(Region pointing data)
=== Begin Enclosure ===

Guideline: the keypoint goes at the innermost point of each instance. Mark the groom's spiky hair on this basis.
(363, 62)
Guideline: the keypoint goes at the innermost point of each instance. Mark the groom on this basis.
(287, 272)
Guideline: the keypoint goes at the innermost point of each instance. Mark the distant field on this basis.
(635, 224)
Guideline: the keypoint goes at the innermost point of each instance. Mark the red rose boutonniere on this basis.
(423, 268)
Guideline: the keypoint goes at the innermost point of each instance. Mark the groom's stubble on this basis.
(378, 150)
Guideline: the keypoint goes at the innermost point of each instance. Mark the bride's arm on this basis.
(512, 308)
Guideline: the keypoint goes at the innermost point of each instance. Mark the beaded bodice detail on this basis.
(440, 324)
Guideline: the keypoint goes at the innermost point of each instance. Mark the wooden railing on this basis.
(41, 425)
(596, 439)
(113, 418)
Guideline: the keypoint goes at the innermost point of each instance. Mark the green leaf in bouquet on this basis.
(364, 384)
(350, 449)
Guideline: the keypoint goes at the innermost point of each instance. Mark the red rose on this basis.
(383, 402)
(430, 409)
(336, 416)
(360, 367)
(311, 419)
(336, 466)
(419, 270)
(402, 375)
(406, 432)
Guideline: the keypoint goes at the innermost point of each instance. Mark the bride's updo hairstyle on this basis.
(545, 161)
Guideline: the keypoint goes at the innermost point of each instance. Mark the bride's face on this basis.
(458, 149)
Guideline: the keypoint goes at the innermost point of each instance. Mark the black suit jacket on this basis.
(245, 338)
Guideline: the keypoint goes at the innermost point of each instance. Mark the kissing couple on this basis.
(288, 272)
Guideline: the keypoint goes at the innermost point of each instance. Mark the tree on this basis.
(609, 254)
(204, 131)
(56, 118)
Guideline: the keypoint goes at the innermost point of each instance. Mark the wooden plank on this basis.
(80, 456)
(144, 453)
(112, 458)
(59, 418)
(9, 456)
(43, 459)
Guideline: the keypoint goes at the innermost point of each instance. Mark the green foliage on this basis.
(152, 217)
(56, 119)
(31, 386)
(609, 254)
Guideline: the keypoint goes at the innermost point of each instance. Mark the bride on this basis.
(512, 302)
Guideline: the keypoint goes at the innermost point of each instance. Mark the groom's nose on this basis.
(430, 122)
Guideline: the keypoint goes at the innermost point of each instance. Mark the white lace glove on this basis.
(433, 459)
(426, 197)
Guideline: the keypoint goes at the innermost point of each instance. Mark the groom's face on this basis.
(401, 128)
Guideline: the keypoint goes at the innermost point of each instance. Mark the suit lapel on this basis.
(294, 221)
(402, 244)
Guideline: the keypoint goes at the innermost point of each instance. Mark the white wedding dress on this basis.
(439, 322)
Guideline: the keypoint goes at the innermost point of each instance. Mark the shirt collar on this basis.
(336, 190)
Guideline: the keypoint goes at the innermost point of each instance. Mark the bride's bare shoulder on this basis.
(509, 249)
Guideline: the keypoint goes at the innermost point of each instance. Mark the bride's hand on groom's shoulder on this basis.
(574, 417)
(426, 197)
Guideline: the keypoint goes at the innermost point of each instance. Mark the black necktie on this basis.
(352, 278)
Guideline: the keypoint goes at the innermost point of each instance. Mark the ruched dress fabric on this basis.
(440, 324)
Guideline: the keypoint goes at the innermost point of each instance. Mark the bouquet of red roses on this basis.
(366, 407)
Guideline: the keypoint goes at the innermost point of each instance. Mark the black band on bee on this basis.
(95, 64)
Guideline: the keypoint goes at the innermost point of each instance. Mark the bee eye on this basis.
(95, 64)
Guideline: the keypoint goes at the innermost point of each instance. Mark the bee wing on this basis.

=== End Enclosure ===

Exactly as they stand above, write out all the entries again.

Guideline: the keypoint goes at the innermost point of each instance. Mark the groom's spiky hair on this basis.
(363, 62)
Guideline: the keypoint goes at the innermost point of each instance. Mark the groom on this basis.
(287, 272)
Guideline: the keypoint goes at the innermost point of each instance. Mark the distant field on this basis.
(635, 224)
Guideline: the keypoint goes at the innermost point of each instance. Mark the red rose boutonniere on this basis.
(423, 268)
Guideline: the keypoint goes at the innermost point of each instance. Mark the groom's stubble on this basis.
(378, 150)
Guideline: the keypoint goes at the innermost point of each instance. Mark the bride's arm on this basis.
(512, 308)
Guideline: the keypoint goes at the innermost point of each instance. Mark the beaded bodice detail on this basis.
(440, 324)
Guideline: the keypoint goes at the innermost point of each instance. Mark the wooden railing on this basis.
(41, 425)
(596, 439)
(113, 418)
Guideline: the keypoint goes at the innermost point of each instance. Mark the green leaf in bouquet on this basis.
(364, 384)
(350, 449)
Guideline: the keypoint goes at the innermost point of each instance. Mark the red rose on this basis.
(383, 402)
(430, 409)
(336, 416)
(360, 367)
(311, 419)
(336, 466)
(419, 270)
(402, 375)
(406, 432)
Guideline: the keypoint goes at the innermost point of each instance. Mark the bride's updo hairstyle on this basis.
(545, 161)
Guideline: the keypoint goes at the innermost point of each instance. Mark the bride's face on this basis.
(458, 149)
Guideline: the keypoint goes at the innermost point of each instance. Mark the black suit jacket on this basis.
(245, 338)
Guideline: the keypoint goes at the innermost point of each instance. Mark the kissing couple on this basis.
(288, 272)
Guideline: the keypoint goes at the innermost point of each instance. Mark the tree on this basis.
(609, 254)
(204, 131)
(56, 118)
Guideline: the keypoint goes at the innermost point of each instance. Mark the wooden plank on this basis.
(80, 456)
(144, 453)
(112, 458)
(59, 418)
(9, 456)
(43, 459)
Guideline: the keypoint goes at the innermost point of each instance. Mark the green foliage on this basis.
(152, 217)
(56, 119)
(31, 386)
(609, 254)
Guideline: the keypoint goes at the innermost point of each instance. Mark the bride on this basis.
(512, 302)
Guideline: the keypoint goes at the innermost point of each instance. Mark the groom's nose on this basis.
(430, 122)
Guideline: the keypoint goes at the innermost point of each instance. Mark the white lace glove on this basis.
(433, 459)
(426, 197)
Guideline: the keypoint goes at the innermost point of each instance. Mark the groom's face on this basis.
(401, 128)
Guideline: the keypoint goes at the innermost point of each instance. Mark the suit lapel on this basis.
(294, 221)
(402, 244)
Guideline: the keypoint goes at the innermost point of each instance. Mark the white wedding dress on this basis.
(439, 322)
Guideline: the keypoint goes at the innermost point of each instance. Mark the shirt collar on this basis.
(336, 190)
Guideline: the keypoint goes at the innermost point of each instance. Mark the bride's bare shoulder on this basis.
(509, 249)
Guideline: the keypoint goes at the innermost point of each instance. Mark the bride's hand on groom's shoulder on this basis.
(574, 417)
(426, 197)
Guideline: the keypoint goes at the innermost point of each instance. Mark the black necktie on this basis.
(352, 278)
Guideline: the keypoint goes at the innermost point of each instance. Mark the ruched dress fabric on this basis.
(440, 324)
Guideline: the keypoint goes at the innermost point of each instance. Mark the bouquet of red roses on this basis.
(366, 407)
Guideline: the keypoint goes at the innermost point of each instance. Mark the black band on bee on this basis.
(95, 64)
Guideline: the keypoint goes at the innermost point of each instance. Mark the bee eye on this basis.
(95, 64)
Guideline: the keypoint goes at the innermost point of each instance. Mark the bee wing on this basis.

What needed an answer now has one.